» Work to complete:
Print the listing below word for word, keeping every line as it stands.

------------

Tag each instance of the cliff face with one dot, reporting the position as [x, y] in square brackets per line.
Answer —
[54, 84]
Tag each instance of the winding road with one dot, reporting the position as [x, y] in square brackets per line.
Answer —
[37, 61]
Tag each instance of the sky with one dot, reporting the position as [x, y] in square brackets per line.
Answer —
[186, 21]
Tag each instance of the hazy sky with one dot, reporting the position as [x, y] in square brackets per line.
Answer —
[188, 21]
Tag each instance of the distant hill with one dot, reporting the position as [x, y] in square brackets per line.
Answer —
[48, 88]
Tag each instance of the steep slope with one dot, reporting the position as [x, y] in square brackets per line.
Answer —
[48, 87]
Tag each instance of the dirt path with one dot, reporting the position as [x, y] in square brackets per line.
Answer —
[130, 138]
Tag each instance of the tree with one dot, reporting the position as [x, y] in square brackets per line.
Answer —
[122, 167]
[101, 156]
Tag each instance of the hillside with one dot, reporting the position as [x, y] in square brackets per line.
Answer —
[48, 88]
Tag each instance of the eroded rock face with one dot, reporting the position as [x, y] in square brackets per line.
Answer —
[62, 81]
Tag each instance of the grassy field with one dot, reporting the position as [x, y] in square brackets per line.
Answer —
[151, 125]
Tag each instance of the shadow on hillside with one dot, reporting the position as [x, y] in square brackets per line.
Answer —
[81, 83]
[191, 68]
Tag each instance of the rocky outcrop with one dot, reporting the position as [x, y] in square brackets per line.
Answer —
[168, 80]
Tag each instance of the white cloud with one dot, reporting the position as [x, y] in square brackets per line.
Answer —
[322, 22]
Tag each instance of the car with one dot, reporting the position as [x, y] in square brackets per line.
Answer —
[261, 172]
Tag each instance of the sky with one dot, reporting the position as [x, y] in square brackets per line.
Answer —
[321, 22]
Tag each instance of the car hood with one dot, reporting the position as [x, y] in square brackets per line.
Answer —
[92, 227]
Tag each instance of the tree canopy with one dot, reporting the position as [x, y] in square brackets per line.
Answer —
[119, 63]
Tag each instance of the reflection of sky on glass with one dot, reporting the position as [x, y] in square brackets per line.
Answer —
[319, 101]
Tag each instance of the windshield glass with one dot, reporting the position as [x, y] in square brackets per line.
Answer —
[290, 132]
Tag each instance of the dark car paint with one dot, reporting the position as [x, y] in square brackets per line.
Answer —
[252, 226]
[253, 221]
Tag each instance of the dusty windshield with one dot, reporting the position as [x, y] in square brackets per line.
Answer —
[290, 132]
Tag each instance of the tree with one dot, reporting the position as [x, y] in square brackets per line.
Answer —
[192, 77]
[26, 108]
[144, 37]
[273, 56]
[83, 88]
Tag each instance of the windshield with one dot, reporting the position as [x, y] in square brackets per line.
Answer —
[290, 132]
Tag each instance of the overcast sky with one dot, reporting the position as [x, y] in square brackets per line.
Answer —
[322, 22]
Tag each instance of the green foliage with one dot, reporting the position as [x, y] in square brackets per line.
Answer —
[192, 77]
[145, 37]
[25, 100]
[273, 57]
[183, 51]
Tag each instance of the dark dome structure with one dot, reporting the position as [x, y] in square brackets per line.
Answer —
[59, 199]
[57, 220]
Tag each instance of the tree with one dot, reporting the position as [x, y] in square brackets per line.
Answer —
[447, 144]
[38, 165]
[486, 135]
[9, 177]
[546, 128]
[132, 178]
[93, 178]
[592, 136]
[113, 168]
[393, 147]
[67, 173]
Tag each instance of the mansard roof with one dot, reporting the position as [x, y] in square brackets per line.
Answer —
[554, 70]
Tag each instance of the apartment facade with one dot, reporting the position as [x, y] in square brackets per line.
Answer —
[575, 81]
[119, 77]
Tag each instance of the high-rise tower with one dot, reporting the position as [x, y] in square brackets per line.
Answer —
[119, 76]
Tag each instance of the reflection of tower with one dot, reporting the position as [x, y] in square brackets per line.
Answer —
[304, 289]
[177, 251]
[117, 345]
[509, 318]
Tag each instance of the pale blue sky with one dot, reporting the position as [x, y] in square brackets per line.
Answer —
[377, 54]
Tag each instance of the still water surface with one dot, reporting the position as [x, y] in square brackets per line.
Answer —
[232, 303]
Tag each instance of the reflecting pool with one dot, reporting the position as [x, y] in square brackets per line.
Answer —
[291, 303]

------------

» Answer to the task:
Tag each instance of the cliff face with one dot, reporting the position as [x, y] in square brackets per line.
Answer —
[54, 84]
Tag each instance of the winding road with one dot, reporting the position as [x, y] in square brackets per line.
Answer —
[37, 61]
Tag each instance of the sky with one dot, reporting the position as [x, y] in square brackets per line.
Answer —
[186, 21]
Tag each instance of the hazy sky with one dot, reporting the position as [x, y] in square brackets per line.
Answer —
[188, 21]
Tag each instance of the distant hill with one dot, reporting the position as [x, y] in square brackets per line.
Answer —
[48, 88]
Tag each instance of the steep slope with one dot, reporting the position as [x, y] in square brackets per line.
Answer —
[48, 87]
Tag each instance of the dirt path with one dot, reporting the position as [x, y] in square brackets per line.
Answer —
[130, 138]
Tag each instance of the tree with one dot, reporting the position as [x, y] in square brackets per line.
Answer —
[122, 167]
[101, 156]
Tag each instance of the hillside with one dot, reporting the position as [x, y] in square brackets per line.
Answer —
[48, 88]
Tag each instance of the eroded rock face with one dot, reporting the position as [x, y] in square brackets per line.
Answer —
[62, 81]
Tag each instance of the grassy field with one dot, reporting the position as [x, y] in square brackets per line.
Answer —
[151, 125]
Tag each instance of the shadow on hillside with one dot, reporting the position as [x, y] in square brackets per line.
Answer —
[81, 83]
[191, 68]
Tag each instance of the rocky outcrop with one dot, reporting the position as [x, y] in square brackets per line.
Answer —
[168, 80]
Tag each instance of the white cloud with one dot, reporting the position as [x, y] in square brackets per line.
Answer —
[322, 22]
Tag each instance of the car with one dot, reporting the position as [x, y] in square brackets per line.
Answer —
[261, 172]
Tag each instance of the sky with one dot, reporting the position as [x, y] in square brackets per line.
Answer —
[321, 22]
Tag each instance of the car hood with one dot, reporting the position as [x, y] in square brackets per line.
Answer —
[92, 227]
Tag each instance of the tree canopy with one dot, reporting the position as [x, y] in square brackets per line.
Answer —
[119, 63]
Tag each instance of the reflection of sky on glass with one dot, reporting the position as [x, y] in square brackets per line.
Answer —
[319, 101]
Tag each instance of the windshield glass with one dot, reporting the position as [x, y] in square brackets per line.
Answer —
[290, 132]
Tag each instance of the dark car paint with one dot, reporting the position as [x, y] in square brackets per line.
Answer —
[252, 226]
[253, 221]
Tag each instance of the dusty windshield with one dot, reporting the position as [x, y] in square brackets per line.
Answer —
[290, 132]
Tag each instance of the tree with one dot, reporting the position as [x, y] in square brackets per line.
Answer —
[192, 77]
[26, 108]
[144, 37]
[273, 56]
[83, 88]
Tag each instance of the windshield with one dot, reporting the position as [x, y] in square brackets per line.
Answer —
[290, 132]
Tag each instance of the overcast sky with one dot, reporting the position as [x, y] in square brackets per line.
Answer —
[322, 22]
Tag each instance of the green foliage with one dot, reporting the position as [x, y] in square brackets per line.
Answer —
[192, 77]
[145, 37]
[25, 100]
[273, 57]
[183, 51]
Tag each instance of the dark dome structure with one dot, reporting the position as [x, y] in square brackets per line.
Answer —
[59, 199]
[57, 220]
Tag each instance of the tree with one dot, reporting the position as [x, y] in square brackets per line.
Answer —
[447, 144]
[38, 165]
[486, 135]
[9, 177]
[546, 128]
[132, 178]
[93, 178]
[592, 136]
[113, 168]
[393, 147]
[67, 173]
Tag each instance of the mansard roof with one dot, reporting the position as [x, y] in square brackets per line.
Answer —
[554, 70]
Tag each instance of the apartment facade with one dot, reporting the position as [x, y] in square brackets per line.
Answer —
[575, 81]
[119, 77]
Tag each instance of the high-rise tower with one dot, reporting the position as [x, y] in square brackets per line.
Answer —
[119, 76]
Tag each instance of the reflection of tower with one dot, reporting the position as [x, y] in square brackets per line.
Answer —
[304, 289]
[177, 251]
[117, 345]
[509, 318]
Tag each instance of the pale blue sky with one dot, reporting the position as [x, y] in square brackets per line.
Answer —
[377, 54]
Tag each instance of the still water surface with one dot, reporting the position as [x, y] in square brackets per line.
Answer —
[232, 303]
Tag each instance of the reflecting pool with one dot, reporting the position as [x, y] in square brackets per line.
Answer —
[291, 303]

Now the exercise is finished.